FRAGMENTO DE PÁGINA ▸

Hay una igualdad tan grande en esta Trinidad, que no sólo el Padre no es mayor que el Hijo, en lo que se refiere a la divinidad, sino que ni el Padre y el Hijo juntos son más grandes que el Espíritu Santo” [Ibid.]

La distinción de “personas” no satisfacía a Agustín, pero estaba consagrada por el uso y no se podía hallar una mas adecuada en el lenguaje humano:

Cuando se pregunta qué son las tres, el lenguaje humano se debate bajo la pobreza de su terminología, con todo, decimos tres “personas” no a fin de expresarlo, sino a fin de no guardar silencio” [Ibid.]

En su intento de poder explicar el misterio de la Trinidad hizo muchas y hermosas comparaciones, tales como la memoria, el entendimiento y la voluntad, o la aún más famosa de amante, amado y amor.

Este sentido de la unidad e igualdad hacía que Agustín sostuviera que:

“Dios el Padre solamente es Aquel de quien nace el verbo y de quien principalmente procede el Espíritu Santo. Por consiguiente he agregado la palabra principalmente, porque hallamos que el Espíritu Santo procede también del Hijo”.

Con esta declaración, Agustín preparaba el camino para la enseñanza de que el Espíritu Santo no solo procede del Padre, sino que también del Hijo. Era el camino al “Filioque“, que fue reconocido mas adelante en el Tercer concilio de Toledo —en el año 589— como parte del Credo Niceno. Se difundió en la Iglesia occidental y fue el punto de quiebre con la Iglesia Oriental. En la encarnación, Agustín daba tanto énfasis a lo humano como a lo divino:

“Cristo Jesús, el Hijo de Dios, es a la vez Dios y Hombre; Dios anterior a todo el mundo; hombre en nuestro mundo… Por tanto, en cuanto Dios, Él y el Padre son uno; y en cuanto hombre, el Padre es mayor que él…

El es el único mediador entre Dios y el hombre, por lo cual solamente hay perdón de pecados. El pecado de Adán no puede ser perdonado y borrado sino mediante el único mediador entre Dios y el hombre, el hombre Cristo Jesús”.

LISTADO PROPORCIONADO ▸
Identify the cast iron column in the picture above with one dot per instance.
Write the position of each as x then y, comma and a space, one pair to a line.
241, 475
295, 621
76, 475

EN QUÉ CONSISTE ▸
Continúa el fragmento sobre Agustín y la Trinidad justo después de la última oración.

RESPUESTA FINAL ▸
Así deja establecido Agustín, que la muerte de Cristo es la base de la remisión. En cuanto al significado de esa muerte, el pensamiento de Agustín no alcanzó una claridad suficiente, por una parte sostenía que era un sacrificio ofrecido a Dios, y a veces como un castigo sufrido en lugar nuestro y a veces como un rescate por el cual los hombres son liberados del poder de Diablo.

En cambio, acentuó, en forma que no lo hicieron los teólogos griegos, el significado de la vida humilde de Jesús. Esa humildad estaba en vívido contraste con el orgullo que fue la nota característica del pecado de Adán. Es un ejemplo para los hombres.

“El verdadero mediador es Aquel que por vuestra inescrutable misericordia os dignasteis manifestar a los humildes y le enviasteis para que con su ejemplo aprendiesen la verdadera humildad”.

En cuanto al hombre, para Agustín, fue creado bueno y justo, dueño de su libre albedrío, dotado de la posibilidad de no pecar y de inmortalidad. En su naturaleza no había discordia; era feliz y estaba en comunión con Dios. De este estado Adán cayó por el pecado, la esencia del cual era el orgullo. Su consecuencia fue la pérdida del bien. Perdida la gracia de Dios, el alma murió, al quedar separada de Dios. El cuerpo no gobernado ya por el alma cayó bajo el dominio de la “concupiscencia”, cuya peor y más característica manifestación es la lujuria. Adán cayó en un estado de ruina total y desesperada, cuyo final lógico es la muerte eterna. Este pecado y sus consecuencias envolvieron a toda la raza humana. Por que como declara san Pablo, en Adán todos pecamos.

Estas enseñanzas estaban en conflicto con las enseñanzas del monje británico Pelagio, quien era un popular predicador en Roma durante los años 401 al 409. Este predicador trataba de levantar la moral caída de los cristianos más flojos —que se rendían ante la fragilidad de la carne y la aparente imposibilidad de guardar los mandamientos— al afirmar que Dios no demanda nada imposible y que se puede vivir libre del pecado si se quiere.

Esta enseñanza sobre la suficiencia de la naturaleza humana como si fuera creada por Dios. La voluntad es siempre libre como para escoger lo bueno o lo malo. No había una inclinación heredada hacia el mal de la naturaleza humana. Ni la caída de Adán, ni los hábitos de la vida del hombre, afectan la independencia absoluta de la voluntad.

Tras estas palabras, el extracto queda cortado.